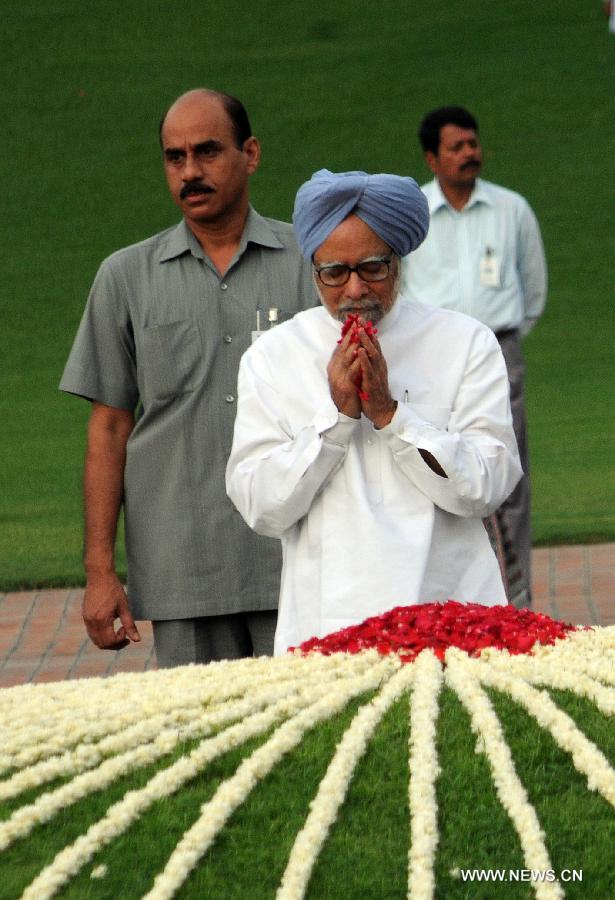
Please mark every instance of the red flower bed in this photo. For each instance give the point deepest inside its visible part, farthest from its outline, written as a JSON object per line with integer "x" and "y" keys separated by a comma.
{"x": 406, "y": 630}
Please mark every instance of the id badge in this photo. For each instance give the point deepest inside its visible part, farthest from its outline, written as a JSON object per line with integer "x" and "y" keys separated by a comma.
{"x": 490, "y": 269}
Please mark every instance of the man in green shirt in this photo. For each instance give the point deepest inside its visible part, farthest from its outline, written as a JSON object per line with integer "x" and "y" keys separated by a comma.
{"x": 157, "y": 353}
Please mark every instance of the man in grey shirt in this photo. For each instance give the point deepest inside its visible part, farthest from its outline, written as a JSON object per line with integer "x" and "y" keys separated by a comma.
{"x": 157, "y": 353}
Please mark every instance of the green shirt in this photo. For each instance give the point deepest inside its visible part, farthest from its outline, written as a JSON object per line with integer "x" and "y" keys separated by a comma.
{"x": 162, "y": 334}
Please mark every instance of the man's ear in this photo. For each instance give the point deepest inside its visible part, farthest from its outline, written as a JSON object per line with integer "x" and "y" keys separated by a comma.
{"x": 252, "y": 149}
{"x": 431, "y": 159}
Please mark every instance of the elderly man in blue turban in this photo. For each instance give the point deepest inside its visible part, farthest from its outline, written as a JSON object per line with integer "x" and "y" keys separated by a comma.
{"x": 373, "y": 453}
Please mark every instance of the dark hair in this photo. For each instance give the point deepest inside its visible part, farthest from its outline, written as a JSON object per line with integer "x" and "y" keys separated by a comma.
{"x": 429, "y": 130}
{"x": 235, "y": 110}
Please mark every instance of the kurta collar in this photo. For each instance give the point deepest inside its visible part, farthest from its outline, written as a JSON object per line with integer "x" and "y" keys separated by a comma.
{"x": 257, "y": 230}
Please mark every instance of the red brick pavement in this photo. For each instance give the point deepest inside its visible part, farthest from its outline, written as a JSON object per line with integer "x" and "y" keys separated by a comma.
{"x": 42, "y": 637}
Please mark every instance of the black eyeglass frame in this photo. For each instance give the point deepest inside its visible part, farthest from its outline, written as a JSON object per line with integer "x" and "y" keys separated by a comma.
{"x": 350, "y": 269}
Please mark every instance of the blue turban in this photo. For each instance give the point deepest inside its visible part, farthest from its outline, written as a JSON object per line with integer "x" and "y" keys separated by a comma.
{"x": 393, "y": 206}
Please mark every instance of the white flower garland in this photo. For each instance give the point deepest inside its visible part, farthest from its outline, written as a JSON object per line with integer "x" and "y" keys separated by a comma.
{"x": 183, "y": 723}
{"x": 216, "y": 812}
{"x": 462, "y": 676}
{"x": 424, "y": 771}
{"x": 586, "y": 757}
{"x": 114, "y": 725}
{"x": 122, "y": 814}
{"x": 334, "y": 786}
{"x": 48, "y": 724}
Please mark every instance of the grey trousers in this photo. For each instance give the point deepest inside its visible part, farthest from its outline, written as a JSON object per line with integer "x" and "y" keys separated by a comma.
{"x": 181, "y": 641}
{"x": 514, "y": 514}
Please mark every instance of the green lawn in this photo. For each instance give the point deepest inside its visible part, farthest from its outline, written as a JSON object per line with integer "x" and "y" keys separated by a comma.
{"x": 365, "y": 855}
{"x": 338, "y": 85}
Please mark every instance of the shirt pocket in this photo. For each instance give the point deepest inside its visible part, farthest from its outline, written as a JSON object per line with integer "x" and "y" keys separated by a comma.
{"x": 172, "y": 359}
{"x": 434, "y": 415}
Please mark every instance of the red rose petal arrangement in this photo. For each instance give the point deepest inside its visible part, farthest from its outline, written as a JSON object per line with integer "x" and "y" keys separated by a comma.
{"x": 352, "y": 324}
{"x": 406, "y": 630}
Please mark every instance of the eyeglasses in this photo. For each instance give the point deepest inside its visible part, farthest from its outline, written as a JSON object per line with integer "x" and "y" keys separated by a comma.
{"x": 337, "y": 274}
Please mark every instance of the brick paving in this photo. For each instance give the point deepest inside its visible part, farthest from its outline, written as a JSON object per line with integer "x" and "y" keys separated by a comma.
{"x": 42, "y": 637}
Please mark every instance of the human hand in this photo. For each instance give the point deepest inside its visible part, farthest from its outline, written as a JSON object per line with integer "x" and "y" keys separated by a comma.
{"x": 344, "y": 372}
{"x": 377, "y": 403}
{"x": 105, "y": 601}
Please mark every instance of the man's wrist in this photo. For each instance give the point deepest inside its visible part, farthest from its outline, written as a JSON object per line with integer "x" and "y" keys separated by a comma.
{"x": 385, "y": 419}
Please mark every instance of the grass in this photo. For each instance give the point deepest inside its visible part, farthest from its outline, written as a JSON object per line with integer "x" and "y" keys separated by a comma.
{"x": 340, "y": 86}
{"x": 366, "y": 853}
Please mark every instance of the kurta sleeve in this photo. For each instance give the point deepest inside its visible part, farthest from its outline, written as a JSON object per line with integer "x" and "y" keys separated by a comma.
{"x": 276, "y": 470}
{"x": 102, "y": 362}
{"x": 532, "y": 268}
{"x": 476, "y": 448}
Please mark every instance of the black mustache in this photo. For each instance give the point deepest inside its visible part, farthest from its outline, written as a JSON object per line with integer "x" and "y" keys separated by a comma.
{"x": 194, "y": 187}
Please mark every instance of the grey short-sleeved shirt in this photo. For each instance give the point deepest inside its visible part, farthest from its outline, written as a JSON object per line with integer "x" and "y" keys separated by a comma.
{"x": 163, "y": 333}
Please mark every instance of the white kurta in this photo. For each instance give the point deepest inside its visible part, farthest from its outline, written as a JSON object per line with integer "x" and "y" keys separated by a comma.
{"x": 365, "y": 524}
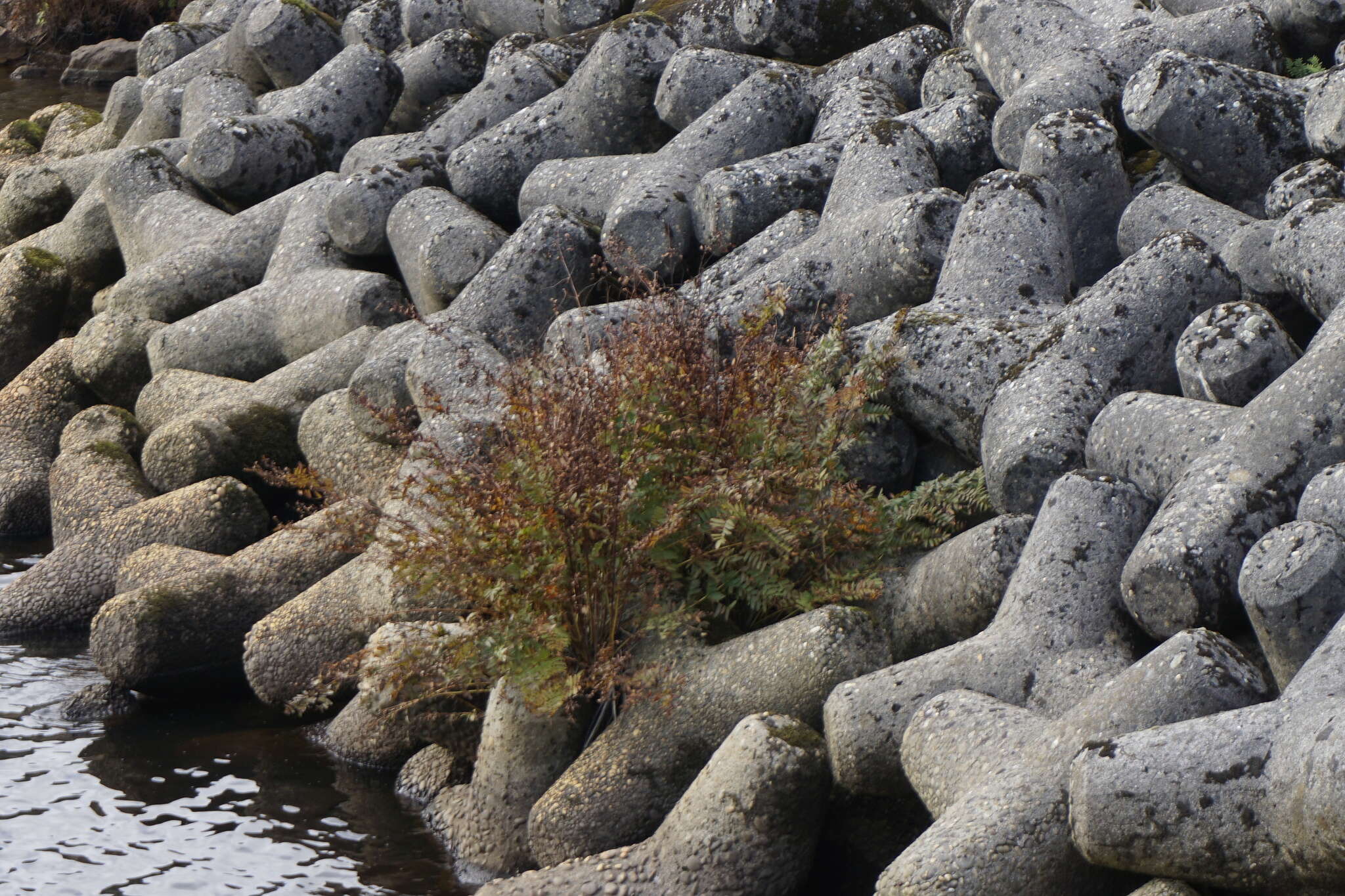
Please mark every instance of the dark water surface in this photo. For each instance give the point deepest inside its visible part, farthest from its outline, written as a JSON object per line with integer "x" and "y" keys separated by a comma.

[ABOUT THIS EXERCISE] Apart from the pictures, every line above must be repeated exactly.

[REPLY TO THE EXERCISE]
Please mark every instance of the red flower bed in this photo. For each instance give the point deepest inside its visible part, farthest from its outline, written as a JSON object per line with integer "x" and "y" keys separated by a comma.
{"x": 406, "y": 630}
Please mark every instance of the id badge in this photo. For each instance give the point deepest inside its visible part, farthest from its outline, written as a JSON object per line with integer "x" and "y" keys separated by a comma.
{"x": 490, "y": 269}
Please mark every instance of the man in green shirt in this photo. For each instance give the point deepest inside its visible part, farthest from its outline, written as a JSON object per line with integer "x" and "y" keys separated by a comma.
{"x": 157, "y": 353}
Please mark every instance of the man in grey shirt in this photo. For each instance give the point deepest inside its visible part, farthest from its outline, written as a JSON object per line with integer "x" and "y" keys separated by a comma.
{"x": 157, "y": 353}
Please mark every instance of the green shirt in this photo. For each instance give the point deepest inside its visible part, farthest from its outline, written as a JSON object per line with integer "x" and "y" keys separated by a comma.
{"x": 162, "y": 334}
Please mark every instance of the man's ear in this photo. For each instance give the point deepest inside its visible part, farthest from its outline, written as a JSON object per line with integer "x" and "y" keys separated by a comma.
{"x": 252, "y": 149}
{"x": 431, "y": 159}
Please mark every instance of the elderly man in blue turban in this photo. For each instance give the point deepest inside its visible part, farthest from its outline, written as a JSON object per line with integer "x" and "y" keys separated by a comma.
{"x": 373, "y": 453}
Please mark every instance of the dark hair in this photo. For each instance give the point deepest inside its visible part, farthest from its outline, written as a JSON object per line with integer "x" and "y" keys separated by a comma.
{"x": 429, "y": 130}
{"x": 235, "y": 110}
Please mark every instance of the kurta collar in this photo. For each instance give the point deepest inside its visible part, farthest from its outline, written as a JSON object per line with integer "x" and "y" keys separated by a comma.
{"x": 257, "y": 230}
Please mark every instance of the red brick pavement in this photo. For each instance give the point deepest inside its visible part, farthest from its outline, written as a JSON object per line with integer "x" and "y" keys separated by a comma.
{"x": 42, "y": 637}
Please mark every instance of the black eyeglass frame in this photo. For each instance give the point deepest inside its visible part, farthest from its outline, written as a JSON object per line with integer "x" and "y" keys separated by a comma.
{"x": 350, "y": 269}
Please mark every instance of the blue turban in this photo. For each instance give the point deepest inside its visible part, farthest from its outline, written as a JSON object per line with integer "x" and "y" keys separated by a comma.
{"x": 393, "y": 206}
Please mark every instance of the white flower garland in this photo. For each instance give the point deepest inside its visible part, farthest from its outline, written as a JSON object per line with integer "x" and "y" keys separated by a comma.
{"x": 183, "y": 723}
{"x": 216, "y": 812}
{"x": 462, "y": 676}
{"x": 424, "y": 771}
{"x": 586, "y": 757}
{"x": 114, "y": 725}
{"x": 122, "y": 814}
{"x": 334, "y": 786}
{"x": 48, "y": 724}
Please mark every instance of the grey trousers in this photo. For each instance give the point deepest inside its visible part, farthest from its outline, written as a JSON object per line with integer "x" and "y" keys separated by a comma.
{"x": 181, "y": 641}
{"x": 514, "y": 514}
Please mark every instance of the green lawn in this photo. For each instance give the point deepest inside its visible part, farthest from its outline, written as a JSON object per line with integer "x" and "y" keys separated by a comma.
{"x": 365, "y": 855}
{"x": 338, "y": 85}
Please mark every instance of the shirt pocket in this photo. For each instance give the point deepest inside its visible part, farthest from its outline, written as a JSON object per line with integer "x" and "y" keys separated by a comma.
{"x": 172, "y": 359}
{"x": 434, "y": 415}
Please mark every instance of the red rose petal arrangement in this photo. For each instance give the point deepest inside its visible part, farthest from its outline, written as a JSON object per line with integer "x" and "y" keys separated by a comma.
{"x": 352, "y": 324}
{"x": 406, "y": 630}
Please mark every instance of the eyeglasses in this photo. For each instance give the point deepest inside its visible part, farthest from its outline, written as a JSON object per line with integer "x" and "y" keys separated by a comma.
{"x": 337, "y": 274}
Please mark every instance of the brick paving in this photo. For each instance give the point deepest inside its visible part, farthest from its outline, written as a JSON object per line with integer "x" and "y" keys separated by a comma.
{"x": 42, "y": 637}
Please mark every instance of the human hand in this photo. For each instance give the point deepest inside its visible part, farthest from its outline, written as a JSON object per line with integer "x" and "y" keys separated by a comma.
{"x": 344, "y": 372}
{"x": 377, "y": 403}
{"x": 105, "y": 601}
Please mark every instance of the man's wrist in this photo. For each instance give the point deepest inside its visible part, farthest from its outline, written as a JSON object per line with integer "x" and "y" keys separated by a comma.
{"x": 385, "y": 419}
Please mark every instance of the grass in this photo. For each instance give the point deepest inside its visible part, farthest from its outline, written as a JSON object per line with integer "x" and "y" keys separated by a comma.
{"x": 340, "y": 86}
{"x": 366, "y": 853}
Please mark every instance of the kurta sleeve in this photo. For each instance give the point deepest inside its visible part, farthest from its outline, written as a JSON object per line with integer "x" and "y" keys separated by a comma.
{"x": 276, "y": 470}
{"x": 102, "y": 362}
{"x": 532, "y": 268}
{"x": 476, "y": 448}
Please mark every instance of the black mustache in this photo. For each instance give the point deepest inside its visible part, farthest from its outline, written as a JSON object per line with integer "x" and "y" keys separated by a comma.
{"x": 194, "y": 187}
Please mark every instance of the grey short-sleeved shirt in this photo. For each instance give the point deepest inside its visible part, farthest from its outline, written as a JSON object per line with integer "x" and "y" keys separated by a comma.
{"x": 163, "y": 333}
Please mark every instance of the white kurta in this photo. For each instance give the point deepest inside its visible part, farthest from its outline, written as a JSON object per line with integer "x" and "y" keys separated by a comma.
{"x": 365, "y": 524}
Please mark every instance of the dark water surface in this photo. For each instance give the point deepest inside its visible part, farthest from its outline, written as a JSON object per line with integer "x" and "y" keys separated by a comma.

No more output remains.